Em português, Sant Pere d’Or significa São Pedro do Ouro. É daí que deriva o nome de uma terra pequena, mas cheia de História, perdida entre as serranias da Catalunha: Santpedor. Se não fosse por lá ter nascido um dos maiores ídolos do futebol catalão, Santpedor estaria muito provavelmente votada à indiferença e teria apenas para mostrar ao mundo os muitos vestígios medievais que pululam no centro histórico. Mas em Santpedor nasceu Pep Guardiola, jogador e treinador de futebol, independentista convicto e candidato às eleições regionais que se disputam no próximo domingo.

────────────────────────────────────────

• **Tarefa 1**:
Indique se cada afirmação está de acordo com o texto sobre Santpedor, respondendo sim ou não e citando as palavras decisivas do texto: (a) Sant Pere d’Or corresponde, em português, a São Pedro do Ouro; (b) Pep Guardiola nasceu em Barcelona; (c) as eleições regionais disputam-se no próximo sábado.
• **Tarefa 2**:
Traduza para inglês a seguinte frase do texto sobre Santpedor: "É daí que deriva o nome de uma terra pequena, mas cheia de História, perdida entre as serranias da Catalunha: Santpedor."
• **Tarefa 3**:
Reproduza o trecho do texto sobre Santpedor que começa em "Em português, Sant" e termina em "no próximo domingo.".

• **Dados disponíveis**:
────────────────────────────────────────

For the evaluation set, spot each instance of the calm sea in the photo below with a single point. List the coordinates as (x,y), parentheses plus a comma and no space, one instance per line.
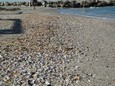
(105,12)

────────────────────────────────────────

• **Solução da tarefa 1**:
(a) Sim: "Em português, Sant Pere d’Or significa São Pedro do Ouro."
(b) Não: "em Santpedor nasceu Pep Guardiola"
(c) Não: "que se disputam no próximo domingo"

• **Solução da tarefa 2**:
From this comes the name of a small place, yet one full of history, lost among the mountain ranges of Catalonia: Santpedor.

• **Solução da tarefa 3**:
Em português, Sant Pere d’Or significa São Pedro do Ouro. É daí que deriva o nome de uma terra pequena, mas cheia de História, perdida entre as serranias da Catalunha: Santpedor. Se não fosse por lá ter nascido um dos maiores ídolos do futebol catalão, Santpedor estaria muito provavelmente votada à indiferença e teria apenas para mostrar ao mundo os muitos vestígios medievais que pululam no centro histórico. Mas em Santpedor nasceu Pep Guardiola, jogador e treinador de futebol, independentista convicto e candidato às eleições regionais que se disputam no próximo domingo.